* BEGIN Source text *

Sunday, June 7, 2015

The Power of Sisterhood, a Song, and a New Perspective

Wow!  It's been over six months since my last post.  If I had regular readers, I would feel guilty, but the main purpose of this Blog is to allow me to ponder my thoughts and to put them into words just in case someone else can gain insight to them.

So, this post is ten months in preparation.  There have been many times over the past months that I've thought, "I need to write a post about these thoughts & feelings," but I always managed to talk myself out of it.  Now I know why....

Oh, I forgot someone might be reading this, so I suppose I should fill you in on the reason for this writing.  I, Jodi Pflaumer, am not a fan of change.  I like consistency.  I enjoy routine.  I have certain expectations of how "my life" should transpire during a week...a month...a year, and this is the story of the roller coaster of my 2014-2015...the valleys, storms, and the Son shining through.

You see, my life faced some undesired changes...
My teaching-sidekick retired last spring.  So, after planning with and teaching alongside her for over 12 years, I was forced to CHANGE how I did things.
Secondly, my small group at church decided to "multiply other groups" last August, which meant I needed to CHANGE my usual monthly small group meetings & members.

* END Source text *

• _Tasks and exercises_:
**a)** Answer these questions from the blog post:
(i) How long had it been since the author's previous post?
(ii) For how many years did the author plan with and teach alongside her teaching-sidekick?
(iii) In which month did the author's small group at church decide to "multiply other groups"?
**b)** Continue the blog post about the author's year of unwanted changes, starting right after its last sentence.

* BEGIN Stored data *

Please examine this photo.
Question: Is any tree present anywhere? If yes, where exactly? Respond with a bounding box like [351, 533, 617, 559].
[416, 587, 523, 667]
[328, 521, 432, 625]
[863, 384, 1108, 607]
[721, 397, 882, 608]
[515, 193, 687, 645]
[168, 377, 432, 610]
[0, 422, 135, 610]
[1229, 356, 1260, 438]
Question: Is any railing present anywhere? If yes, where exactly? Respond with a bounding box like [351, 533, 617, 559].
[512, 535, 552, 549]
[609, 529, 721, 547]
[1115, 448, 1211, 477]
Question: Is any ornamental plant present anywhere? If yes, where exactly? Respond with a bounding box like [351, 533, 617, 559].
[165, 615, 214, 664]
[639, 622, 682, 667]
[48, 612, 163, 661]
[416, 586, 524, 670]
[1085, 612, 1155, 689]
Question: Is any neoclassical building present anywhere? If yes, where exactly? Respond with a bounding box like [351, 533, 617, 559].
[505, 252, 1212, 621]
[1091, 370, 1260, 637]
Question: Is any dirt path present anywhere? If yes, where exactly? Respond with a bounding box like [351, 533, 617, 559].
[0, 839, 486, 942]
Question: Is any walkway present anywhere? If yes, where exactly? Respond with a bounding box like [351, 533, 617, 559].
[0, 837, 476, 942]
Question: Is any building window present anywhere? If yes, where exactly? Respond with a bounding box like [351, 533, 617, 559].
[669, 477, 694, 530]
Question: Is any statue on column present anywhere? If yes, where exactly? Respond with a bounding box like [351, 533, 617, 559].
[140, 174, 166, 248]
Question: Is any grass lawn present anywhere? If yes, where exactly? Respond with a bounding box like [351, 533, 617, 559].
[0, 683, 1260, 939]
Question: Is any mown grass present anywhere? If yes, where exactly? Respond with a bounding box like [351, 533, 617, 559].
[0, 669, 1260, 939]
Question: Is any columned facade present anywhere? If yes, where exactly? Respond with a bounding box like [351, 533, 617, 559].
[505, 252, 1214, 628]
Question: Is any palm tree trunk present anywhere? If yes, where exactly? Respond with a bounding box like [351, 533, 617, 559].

* END Stored data *

• _Answers for this exercise_:
**a)**
(i) Over six months.
(ii) Over 12 years.
(iii) August.

**b)**
Finally, my "little sister" [Big Brothers & Big Sisters} and I would do dinner, homework, and DiscipleTown on Wednesday nights.  Then, August rolls around and our Wednesday program was on hiatus, uncertain of if or when it would resume.
Too many CHANGES for this person who thoroughly appreciates things to go smoothly.  Did you see how the magnitude of all those CHANGES kicked in at the same time?  August, 2014.  I was blasted on all sides and thus the walk through my valley began.

Now, you also need to understand that faith, family, friends, teaching, & singing are all a part of my weekly routine.  Whether it's Saturday breakfast with my parents, attending church with one of my sister's family, or cheering on my nephew as he runs cross country, plays basketball, or plays baseball...they're in my weekly life.  But, this post isn't about my family.  They're still there.  There may have been a few changes in the past year, but that bond sustains and strengthens.

In some ways this past year of  my career ranks as both one of my best as well as one of my worst.  Inside "Room 302", life was grand.  I was blessed with a student teacher.  I was assigned a teacher's aide who gels well with my teaching style, whose personality complements mine, and who is willing to do whatever needs to be done.  I also had one of the sweetest groups of kiddos.  Granted, I had some challenging students to reach and teach, but even my biggest challenges bring a smile to my face when I think of this past year.  Plus, each afternoon, one of my former third graders (who was currently a sophomore) returned to my classroom to serve as my cadet teacher.  However, the absence of my "sidekick" made everything else challenging.  I told someone who pondered how "life after Mrs. Wilson's retirement" was going that in some ways I felt like "LaVerne" without "Shirley" on the set of the wrong show.

After a day when my heart was sad, I was driving home with watery eyes and Kari Jobe's "new release" was on the radio.  The song?  Well, it was "I Am Not Alone".  Wow!  As I listened to the words, I thought, "My heart could've written this."  I went home and ordered the accompaniment music knowing that "one day" I would sing it in worship.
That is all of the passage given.